**Required work**
All entries are to be reproduced exactly; the pictures are to be omitted.

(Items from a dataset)

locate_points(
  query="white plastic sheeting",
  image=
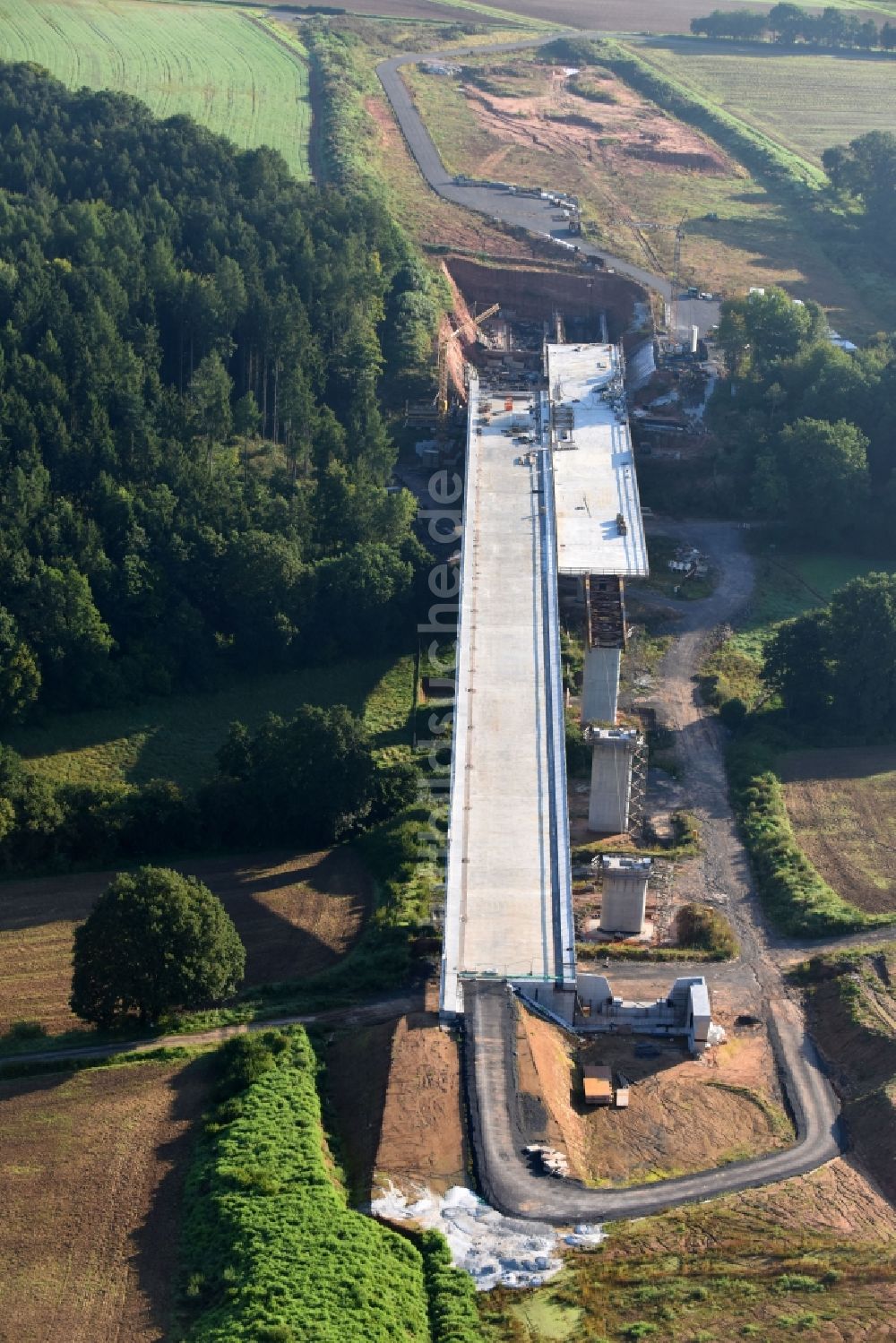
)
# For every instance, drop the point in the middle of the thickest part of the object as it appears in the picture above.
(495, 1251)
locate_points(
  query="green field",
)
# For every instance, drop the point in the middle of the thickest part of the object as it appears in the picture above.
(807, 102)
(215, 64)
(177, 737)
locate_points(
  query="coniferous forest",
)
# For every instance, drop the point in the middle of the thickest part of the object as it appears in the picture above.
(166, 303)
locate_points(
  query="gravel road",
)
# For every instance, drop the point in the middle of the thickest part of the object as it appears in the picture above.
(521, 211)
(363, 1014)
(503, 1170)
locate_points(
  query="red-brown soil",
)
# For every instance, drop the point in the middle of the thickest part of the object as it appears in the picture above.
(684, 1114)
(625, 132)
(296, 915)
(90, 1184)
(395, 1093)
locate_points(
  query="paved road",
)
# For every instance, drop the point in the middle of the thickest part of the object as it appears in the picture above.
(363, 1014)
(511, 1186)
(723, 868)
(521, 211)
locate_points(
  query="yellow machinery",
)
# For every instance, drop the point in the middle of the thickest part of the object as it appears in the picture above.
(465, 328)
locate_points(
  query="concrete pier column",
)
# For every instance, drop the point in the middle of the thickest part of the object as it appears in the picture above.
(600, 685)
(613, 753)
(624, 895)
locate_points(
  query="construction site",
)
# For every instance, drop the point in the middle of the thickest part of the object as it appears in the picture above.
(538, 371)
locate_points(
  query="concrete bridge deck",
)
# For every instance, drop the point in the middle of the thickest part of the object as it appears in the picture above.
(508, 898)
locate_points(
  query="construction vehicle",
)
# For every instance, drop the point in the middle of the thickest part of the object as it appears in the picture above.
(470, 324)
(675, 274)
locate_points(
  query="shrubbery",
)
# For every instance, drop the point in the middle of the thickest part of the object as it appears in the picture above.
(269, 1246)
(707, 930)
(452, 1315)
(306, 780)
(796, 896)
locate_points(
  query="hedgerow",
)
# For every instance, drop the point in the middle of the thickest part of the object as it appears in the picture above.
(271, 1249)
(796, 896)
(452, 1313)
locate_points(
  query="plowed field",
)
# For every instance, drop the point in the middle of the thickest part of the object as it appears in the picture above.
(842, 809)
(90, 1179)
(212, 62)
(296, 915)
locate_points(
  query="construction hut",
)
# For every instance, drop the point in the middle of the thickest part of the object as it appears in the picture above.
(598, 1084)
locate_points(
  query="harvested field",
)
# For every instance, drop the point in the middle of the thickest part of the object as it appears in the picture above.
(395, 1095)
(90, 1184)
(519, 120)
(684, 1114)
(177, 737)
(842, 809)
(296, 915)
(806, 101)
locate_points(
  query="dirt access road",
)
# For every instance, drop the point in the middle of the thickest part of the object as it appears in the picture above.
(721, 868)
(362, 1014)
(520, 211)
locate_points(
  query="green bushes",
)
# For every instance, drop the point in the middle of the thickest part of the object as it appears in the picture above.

**Reply**
locate_points(
  query="white plastic sheeting",
  image=
)
# For every instance, drop the point in the middle of the thickest part of the object as it appears in the picture above.
(495, 1251)
locate_points(
  query="green field",
)
# For every instance, drop the point in the middle of the thickest part of the object as it appears in the picture above.
(807, 102)
(215, 64)
(177, 737)
locate_points(
  query="coniferous forest",
)
# For every instance, drop the point in the middle of the thickest part of the object as it appears in the picture above.
(166, 303)
locate_points(
  query="gravel road",
)
# For every instance, drop the point in the middle of the thickest part of the object as it appears in the picture above.
(521, 211)
(363, 1014)
(503, 1170)
locate_points(
  query="red-brown soil",
)
# For every instance, drop the point in the middle of the thickest part of the object as it appears in the picture above.
(684, 1114)
(625, 132)
(296, 915)
(90, 1184)
(395, 1093)
locate_points(
  query="paved road",
)
# For every instance, drop the point in the middle of the thickest part of the object as it appears in the picture above.
(363, 1014)
(511, 1186)
(723, 868)
(521, 211)
locate_points(
  query="yellow machinery",
)
# For every instance, drop the point in the middle of the thickest part of the object as it appears in the picture above.
(465, 328)
locate_points(
  query="concrete pier column",
)
# For every instance, drop the point in the middle of the thickest part of the object as it appears in the picture above.
(600, 685)
(613, 753)
(624, 895)
locate_points(
  query="construction site",
)
# For every instance, drop the point in the middle of the thickest part of the object as it appears in the picture above.
(538, 371)
locate_points(
  query="concrete bridge deck",
)
# For every instance, drop the point in the middle of the thickest part of the object as it appears in the picture above.
(508, 898)
locate_points(
  query="construction vehicle",
)
# For every instance, drop the point in the middle of the thickest part of the object as it appears in the picture above.
(470, 324)
(675, 274)
locate_points(
  query="shrubbery",
)
# For every instance, drop the point in the middle of the thickest part of the object as it appears in the picture above.
(269, 1246)
(707, 930)
(452, 1315)
(306, 780)
(796, 896)
locate_points(
  query="hedgerow",
)
# For every instance, drop the point in the middle of the thickest part of the object as it appears in the picture above.
(271, 1249)
(796, 896)
(452, 1313)
locate_points(
  query="plowed field",
)
# For every instance, drop the point in the middle of the thickest part of the object as it appears in the picture above.
(842, 809)
(90, 1179)
(212, 62)
(296, 915)
locate_points(
  query="construction hut",
)
# For every instance, drop the point in the middle of the thickest part of the object as it appears in the picture above.
(598, 1084)
locate_points(
  query="harvested field",
)
# For every instance, drop the point in the middle of the thickest part of the object as it appears in the picture above.
(395, 1095)
(90, 1184)
(519, 120)
(684, 1114)
(177, 737)
(842, 809)
(296, 915)
(806, 101)
locate_points(
  query="dirt access road",
)
# For every instance, drop the point in the middle of the thickest part of the object as it appears in the picture above.
(721, 868)
(362, 1014)
(520, 211)
locate_points(
  query="green bushes",
)
# For every instance, drop the point in the middle of the thickest part of the object as it appears in the picture above.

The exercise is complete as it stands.